● **Given text**:
• • • • • • •
Losing your hearing is a distressing experience at any age, but recent research suggests that it may have more profound implications for the elderly than has been previously thought.

Being unable to hear others well can lead to an increase in isolation or perceived loneliness in older adults; this in turn can lead to introversion, poor mood and embarrassment. Carers also experience an increase in frustration when caring for someone who cannot hear them well. Especially when hearing loss has not been properly diagnosed or treated, family members may think their elderly relative is just being "difficult" or uncaring if they don't respond appropriately to family interactions.

A New Medical Study

It's not yet widely understood how the loss of hearing impacts the brain's functions, but a new study shows that cochlear implants in elderly patients seem to help to restore some lost cognitive function.

The study, carried out in France, observed and tested 94 patients aged 65 to 85 years who had been profoundly deaf for a number of years. Results showed significant improvements in cognitive test scores following successful cochlear implants. The lead researcher, Dr Isabelle Mosnier, believes that older people should be offered cochlear implants as soon as hearing aids cease to be sufficient.

What are Cochlear Implants?

What are Cochlear Implants?

Cochlear implants are small electronic devices, implanted deep into the ear, which stimulate the auditory nerve. This long established medical procedure is considered very low risk and routine, and has no upper age limit.

Cochlear implant operations usually take approximately 3 hours to complete, and the patient stays in hospital for 2-3 days following the procedure. The implants are switched on a few weeks after the procedure, to allow time for healing, and then further appointments may be necessary to fine tune the auditory signals to a level which is comfortable for the patient.

Towards a Better Future?

It's easy to see how improved hearing could lead to a better quality of life for older people - and indeed for their carers. If this study's findings can be replicated, then it seems that hearing rehabilitation could play a significant role in treating or even preventing dementia in the future.
• • • • • • •
● **Information given**:
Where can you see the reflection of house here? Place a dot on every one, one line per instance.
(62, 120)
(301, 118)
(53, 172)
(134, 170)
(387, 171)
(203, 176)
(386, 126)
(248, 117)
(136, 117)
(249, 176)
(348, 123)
• • • • • • •
● **Exercise A**:
Using the text on hearing loss, decide whether each statement agrees with it: (i) the French study tested 94 patients aged 65 to 85 years; (ii) cochlear implants are switched on right after the operation; (iii) the procedure has an upper age limit of 85. Give yes or no for each, with the deciding words quoted exactly.
● **Exercise B**:
Reproduce the text on hearing loss word for word, from "Being unable to" up to and including "lost cognitive function.".

● **Answer box A**:
(i) Yes: "observed and tested 94 patients aged 65 to 85 years"
(ii) No: "The implants are switched on a few weeks after the procedure, to allow time for healing"
(iii) No: "has no upper age limit"

● **Answer box B**:
Being unable to hear others well can lead to an increase in isolation or perceived loneliness in older adults; this in turn can lead to introversion, poor mood and embarrassment. Carers also experience an increase in frustration when caring for someone who cannot hear them well. Especially when hearing loss has not been properly diagnosed or treated, family members may think their elderly relative is just being "difficult" or uncaring if they don't respond appropriately to family interactions.

A New Medical Study

It's not yet widely understood how the loss of hearing impacts the brain's functions, but a new study shows that cochlear implants in elderly patients seem to help to restore some lost cognitive function.